Monday, September 21, 2020

How COVID-19 Spreads

 

Back in March I presented the above graphic. Nothing too innovative. My grandmother spent a decade at Sea View Hospital in New York City managing TB and Spanish Flu patients. Wash your hands, don't touch your face, cover your mouth, don't touch things. She survived. I think I learned a lesson. But there was no scientific evidence just decades of experience.

Along comes the CDC. They now state:

COVID-19 is thought to spread mainly through close contact from person-to-person. Some people without symptoms may be able to spread the virus. We are still learning about how the virus spreads and the severity of illness it causes.

Person-to-person spread: The virus is thought to spread mainly from person-to-person.

 1. Between people who are in close contact with one another (within about 6 feet).

2. Through respiratory droplets produced when an infected person coughs, sneezes, or talks.

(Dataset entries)
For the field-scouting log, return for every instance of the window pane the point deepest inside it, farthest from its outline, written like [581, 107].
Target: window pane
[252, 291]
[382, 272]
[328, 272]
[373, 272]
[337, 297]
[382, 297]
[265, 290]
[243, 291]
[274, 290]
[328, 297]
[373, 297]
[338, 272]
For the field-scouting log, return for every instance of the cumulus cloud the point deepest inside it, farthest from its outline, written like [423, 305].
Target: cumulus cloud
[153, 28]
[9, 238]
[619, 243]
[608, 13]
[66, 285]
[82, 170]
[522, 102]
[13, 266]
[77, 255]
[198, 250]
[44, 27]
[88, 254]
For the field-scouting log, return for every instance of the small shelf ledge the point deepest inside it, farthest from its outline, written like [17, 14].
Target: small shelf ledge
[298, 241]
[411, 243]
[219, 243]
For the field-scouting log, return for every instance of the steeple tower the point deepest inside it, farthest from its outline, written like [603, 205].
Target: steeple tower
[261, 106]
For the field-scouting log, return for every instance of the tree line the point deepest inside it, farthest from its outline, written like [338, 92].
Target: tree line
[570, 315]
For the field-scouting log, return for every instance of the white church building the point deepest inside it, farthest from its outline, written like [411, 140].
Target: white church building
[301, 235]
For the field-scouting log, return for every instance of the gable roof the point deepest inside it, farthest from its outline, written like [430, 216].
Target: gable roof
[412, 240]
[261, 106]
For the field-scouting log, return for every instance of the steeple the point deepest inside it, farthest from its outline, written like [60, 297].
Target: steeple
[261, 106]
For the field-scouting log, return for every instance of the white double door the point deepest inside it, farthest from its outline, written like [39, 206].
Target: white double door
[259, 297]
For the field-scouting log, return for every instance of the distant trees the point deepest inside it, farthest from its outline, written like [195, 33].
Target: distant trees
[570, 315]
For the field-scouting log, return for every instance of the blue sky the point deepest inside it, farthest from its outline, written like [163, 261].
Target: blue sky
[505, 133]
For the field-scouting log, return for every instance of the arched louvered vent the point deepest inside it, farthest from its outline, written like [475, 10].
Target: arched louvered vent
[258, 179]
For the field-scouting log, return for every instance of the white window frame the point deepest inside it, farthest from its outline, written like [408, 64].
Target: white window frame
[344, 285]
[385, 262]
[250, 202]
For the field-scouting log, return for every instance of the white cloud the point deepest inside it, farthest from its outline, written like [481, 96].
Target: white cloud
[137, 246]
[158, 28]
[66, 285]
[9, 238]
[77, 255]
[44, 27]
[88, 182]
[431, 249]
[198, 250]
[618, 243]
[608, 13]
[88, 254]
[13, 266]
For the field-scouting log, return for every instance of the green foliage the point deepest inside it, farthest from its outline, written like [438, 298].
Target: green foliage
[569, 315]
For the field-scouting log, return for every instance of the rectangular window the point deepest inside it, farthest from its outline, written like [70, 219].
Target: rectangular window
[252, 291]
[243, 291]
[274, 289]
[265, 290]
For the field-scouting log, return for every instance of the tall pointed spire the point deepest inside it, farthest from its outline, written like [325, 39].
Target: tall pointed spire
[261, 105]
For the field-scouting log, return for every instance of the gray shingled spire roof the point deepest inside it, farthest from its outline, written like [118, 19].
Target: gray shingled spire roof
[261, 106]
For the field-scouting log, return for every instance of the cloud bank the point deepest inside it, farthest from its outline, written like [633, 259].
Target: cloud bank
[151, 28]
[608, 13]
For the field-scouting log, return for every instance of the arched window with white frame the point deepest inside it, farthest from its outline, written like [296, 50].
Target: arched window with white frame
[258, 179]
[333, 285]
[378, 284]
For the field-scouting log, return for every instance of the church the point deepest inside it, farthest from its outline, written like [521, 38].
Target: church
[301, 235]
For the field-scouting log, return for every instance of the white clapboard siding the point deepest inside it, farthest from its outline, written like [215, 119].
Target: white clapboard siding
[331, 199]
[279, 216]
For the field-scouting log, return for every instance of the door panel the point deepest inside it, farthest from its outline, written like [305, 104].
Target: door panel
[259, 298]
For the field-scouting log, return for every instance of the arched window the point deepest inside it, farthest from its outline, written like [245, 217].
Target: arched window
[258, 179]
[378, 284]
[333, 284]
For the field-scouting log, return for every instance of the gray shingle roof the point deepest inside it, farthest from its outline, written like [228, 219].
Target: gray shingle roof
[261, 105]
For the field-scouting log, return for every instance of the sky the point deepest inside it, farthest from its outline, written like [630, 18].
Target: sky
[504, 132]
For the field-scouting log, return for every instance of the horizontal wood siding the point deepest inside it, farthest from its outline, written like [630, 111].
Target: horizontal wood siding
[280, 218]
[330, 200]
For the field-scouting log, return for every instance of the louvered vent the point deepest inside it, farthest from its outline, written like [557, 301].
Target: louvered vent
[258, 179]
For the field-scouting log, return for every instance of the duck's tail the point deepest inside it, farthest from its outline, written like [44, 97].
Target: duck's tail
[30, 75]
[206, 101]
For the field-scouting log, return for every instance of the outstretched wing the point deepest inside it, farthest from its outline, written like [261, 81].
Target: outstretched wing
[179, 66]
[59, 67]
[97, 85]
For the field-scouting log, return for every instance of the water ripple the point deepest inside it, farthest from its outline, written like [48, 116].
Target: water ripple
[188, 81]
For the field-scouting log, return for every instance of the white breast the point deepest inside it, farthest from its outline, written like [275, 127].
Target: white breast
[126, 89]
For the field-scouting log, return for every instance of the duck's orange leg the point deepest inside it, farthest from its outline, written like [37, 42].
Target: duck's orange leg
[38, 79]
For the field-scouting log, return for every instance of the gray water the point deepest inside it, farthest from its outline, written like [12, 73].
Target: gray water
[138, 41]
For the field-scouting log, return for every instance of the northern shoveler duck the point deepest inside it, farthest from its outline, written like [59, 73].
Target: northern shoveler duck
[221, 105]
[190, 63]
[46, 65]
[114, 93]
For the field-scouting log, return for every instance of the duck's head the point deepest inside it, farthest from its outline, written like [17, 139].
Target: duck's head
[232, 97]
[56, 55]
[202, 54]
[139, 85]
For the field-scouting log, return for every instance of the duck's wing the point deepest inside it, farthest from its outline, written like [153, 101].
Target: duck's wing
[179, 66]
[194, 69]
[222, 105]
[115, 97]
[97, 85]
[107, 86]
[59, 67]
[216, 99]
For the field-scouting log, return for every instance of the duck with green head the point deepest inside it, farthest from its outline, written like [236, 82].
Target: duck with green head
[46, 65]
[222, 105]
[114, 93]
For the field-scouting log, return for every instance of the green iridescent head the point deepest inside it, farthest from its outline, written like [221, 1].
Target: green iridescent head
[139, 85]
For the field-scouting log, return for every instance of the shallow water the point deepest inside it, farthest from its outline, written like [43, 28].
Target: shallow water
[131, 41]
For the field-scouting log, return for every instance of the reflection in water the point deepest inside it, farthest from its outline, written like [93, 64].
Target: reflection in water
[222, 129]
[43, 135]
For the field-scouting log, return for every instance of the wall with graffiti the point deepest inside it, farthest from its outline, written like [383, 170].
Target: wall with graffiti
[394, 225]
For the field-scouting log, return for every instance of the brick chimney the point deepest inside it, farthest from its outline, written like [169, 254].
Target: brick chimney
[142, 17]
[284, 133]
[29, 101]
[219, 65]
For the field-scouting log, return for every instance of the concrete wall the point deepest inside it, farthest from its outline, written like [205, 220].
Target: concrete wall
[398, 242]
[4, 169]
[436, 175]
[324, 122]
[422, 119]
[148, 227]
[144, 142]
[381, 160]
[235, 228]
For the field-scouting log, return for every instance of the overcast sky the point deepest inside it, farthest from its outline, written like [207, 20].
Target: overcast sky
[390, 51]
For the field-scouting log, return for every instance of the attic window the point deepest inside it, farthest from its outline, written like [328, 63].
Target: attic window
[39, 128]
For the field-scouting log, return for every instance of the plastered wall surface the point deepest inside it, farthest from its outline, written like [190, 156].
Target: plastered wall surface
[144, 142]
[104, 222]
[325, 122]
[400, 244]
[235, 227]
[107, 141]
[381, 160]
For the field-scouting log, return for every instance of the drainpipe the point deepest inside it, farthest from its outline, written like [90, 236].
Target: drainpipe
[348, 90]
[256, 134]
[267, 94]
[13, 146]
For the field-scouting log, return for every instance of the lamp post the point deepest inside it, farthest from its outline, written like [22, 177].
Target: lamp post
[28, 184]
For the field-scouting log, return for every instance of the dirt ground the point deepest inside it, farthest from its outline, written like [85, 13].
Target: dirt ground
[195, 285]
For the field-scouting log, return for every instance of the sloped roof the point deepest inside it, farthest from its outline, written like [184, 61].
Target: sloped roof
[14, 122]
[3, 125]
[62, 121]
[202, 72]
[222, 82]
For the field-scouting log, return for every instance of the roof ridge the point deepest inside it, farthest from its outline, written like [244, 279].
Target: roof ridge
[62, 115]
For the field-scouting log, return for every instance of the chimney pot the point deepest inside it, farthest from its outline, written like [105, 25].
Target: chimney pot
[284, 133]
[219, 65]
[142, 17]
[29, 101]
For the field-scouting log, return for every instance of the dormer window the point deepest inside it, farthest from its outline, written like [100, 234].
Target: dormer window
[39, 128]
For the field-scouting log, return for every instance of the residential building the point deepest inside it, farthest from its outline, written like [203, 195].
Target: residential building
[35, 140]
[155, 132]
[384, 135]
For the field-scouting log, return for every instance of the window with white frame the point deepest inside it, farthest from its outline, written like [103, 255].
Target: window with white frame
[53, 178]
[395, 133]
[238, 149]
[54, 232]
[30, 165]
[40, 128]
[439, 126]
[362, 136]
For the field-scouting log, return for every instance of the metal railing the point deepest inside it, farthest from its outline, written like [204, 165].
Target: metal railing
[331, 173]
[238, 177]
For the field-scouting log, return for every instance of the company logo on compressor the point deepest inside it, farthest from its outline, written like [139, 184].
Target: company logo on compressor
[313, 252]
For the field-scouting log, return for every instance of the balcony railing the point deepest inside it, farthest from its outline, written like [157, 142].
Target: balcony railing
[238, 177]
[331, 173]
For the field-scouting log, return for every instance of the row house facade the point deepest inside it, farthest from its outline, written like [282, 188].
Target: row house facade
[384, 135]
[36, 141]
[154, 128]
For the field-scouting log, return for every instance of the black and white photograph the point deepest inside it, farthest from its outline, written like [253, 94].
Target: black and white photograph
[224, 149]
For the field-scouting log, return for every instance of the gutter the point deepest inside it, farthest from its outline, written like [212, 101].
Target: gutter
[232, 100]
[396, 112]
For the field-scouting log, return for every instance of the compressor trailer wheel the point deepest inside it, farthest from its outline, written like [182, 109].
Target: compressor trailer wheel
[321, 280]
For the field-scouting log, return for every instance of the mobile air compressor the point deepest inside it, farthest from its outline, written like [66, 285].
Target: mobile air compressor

> **Work item**
Answer these questions from the post on how COVID-19 spreads:
(a) Where did the writer's grandmother spend a decade managing TB and Spanish Flu patients?
(b) Within what distance does the CDC count people as being in close contact?
(c) Which three actions by an infected person produce respiratory droplets?

> **Task answer**
(a) Sea View Hospital in New York City
(b) Within about 6 feet
(c) Coughing, sneezing, or talking